# Things to do
1 – Translate this sentence from the passage about adult acne in women into Spanish: "The most common adverse treatment effects described were dryness, redness, and burning."
2 – Carry on the passage about adult acne in women, picking up right after its last sentence.

# Selected extract

==================================================

Although commonly thought of as a disease of adolescence, acne is said to affect nearly 50% of women in their 20s and nearly 35% in their 30s, according to John S. Barbieri, MD, MBA, author of a qualitative study examining the effects of acne on women's mental health.
The researchers in this study interviewed adult women with acne to find out more about their quality of life and their treatment experiences. According to Barbieri, previous studies have focused more on teens instead of adult women.
Fifty women between the ages of 18 and 40 years old with moderate to severe acne were included in the study. In their interviews, women shared their opinions on how acne affected their lives; their experience with acne treatments, dermatologists, and health care systems; and their views on treatment success.
Treatments respondents tried included topical retinoids (78%), spironolactone (70%), topical antibiotics (43%), combined oral contraceptives (43%), and isotretinoin (41%). The most common adverse treatment effects described were dryness, redness, and burning. The most common ways women described treatment success were clear skin, no scarring, and no acne.
Most participants reported that oral antibiotics were not appropriate for their acne because they lacked a long-term benefit, leading many women to express interest in nonantibiotic treatments. Barbieri reported this was a surprise since "oral antibiotics are by far the most commonly prescribed systemic treatment for acne."

==================================================

# Given entries
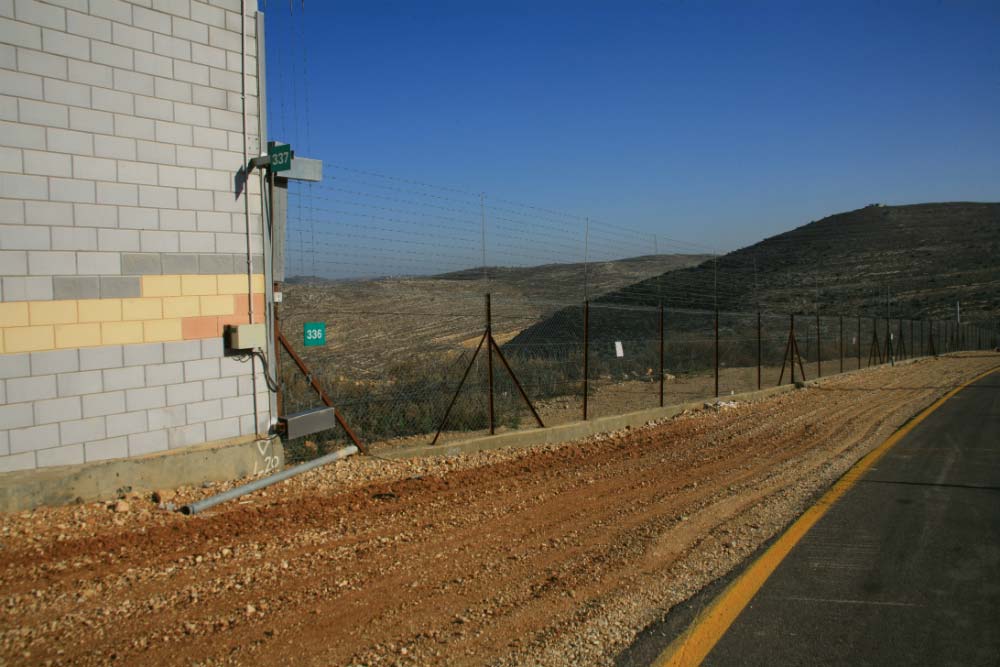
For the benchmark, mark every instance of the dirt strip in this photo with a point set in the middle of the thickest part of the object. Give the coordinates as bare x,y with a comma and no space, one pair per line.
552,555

==================================================

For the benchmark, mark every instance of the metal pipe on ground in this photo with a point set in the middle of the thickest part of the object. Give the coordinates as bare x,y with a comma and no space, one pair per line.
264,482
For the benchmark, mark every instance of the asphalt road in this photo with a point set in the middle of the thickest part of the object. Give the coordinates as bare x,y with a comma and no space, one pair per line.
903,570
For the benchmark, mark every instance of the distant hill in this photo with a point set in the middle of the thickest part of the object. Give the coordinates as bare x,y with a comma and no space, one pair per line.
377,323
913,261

==================================================

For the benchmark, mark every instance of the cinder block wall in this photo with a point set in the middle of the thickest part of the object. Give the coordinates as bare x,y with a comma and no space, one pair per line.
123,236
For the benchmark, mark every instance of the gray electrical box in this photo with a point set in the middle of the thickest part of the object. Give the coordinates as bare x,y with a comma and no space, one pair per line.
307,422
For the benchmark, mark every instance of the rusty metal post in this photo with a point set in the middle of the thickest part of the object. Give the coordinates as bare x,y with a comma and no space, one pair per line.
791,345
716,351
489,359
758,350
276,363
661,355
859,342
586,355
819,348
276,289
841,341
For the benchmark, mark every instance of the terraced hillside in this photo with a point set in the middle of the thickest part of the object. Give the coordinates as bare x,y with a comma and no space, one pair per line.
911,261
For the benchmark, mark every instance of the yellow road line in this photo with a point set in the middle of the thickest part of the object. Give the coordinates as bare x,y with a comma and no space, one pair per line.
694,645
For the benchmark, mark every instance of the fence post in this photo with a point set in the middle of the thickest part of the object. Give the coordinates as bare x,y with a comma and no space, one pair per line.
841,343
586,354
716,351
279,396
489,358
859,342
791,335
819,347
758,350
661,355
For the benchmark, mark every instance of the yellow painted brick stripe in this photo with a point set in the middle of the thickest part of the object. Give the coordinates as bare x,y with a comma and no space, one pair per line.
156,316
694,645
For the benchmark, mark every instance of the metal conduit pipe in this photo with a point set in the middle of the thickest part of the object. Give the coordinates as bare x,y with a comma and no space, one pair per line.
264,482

==================================================

# Results by task
1 – Los efectos adversos más comunes del tratamiento que se describieron fueron la sequedad, el enrojecimiento y el ardor.

2 –
Another surprise from the study, according to Barbieri, was how strongly patients were concerned about isotretinoin (oral retinoids) side effects. Like Barbieri emphasized, "There are many misconceptions about isotretinoin that limit use of this treatment that can be highly effective and safe for the appropriate patient."
In their experiences with dermatologists, many women reported feeling frustrated with finding a dermatologist who could identify effective treatments for them, and they rated their experiences with dermatologists highly if their dermatologist listened well to their concerns and individualized their treatment plan.
In terms of acne's effects on quality of life and mental health, women with acne mostly expressed concerns about appearance, less confidence at work, feelings of depression, anxiety, and low self-worth, and feeling that acne influenced what people thought of them.
Another fairly recent acne study, a large systematic review, also found that major impacts of acne were appearance-related concerns and negative psychosocial effects.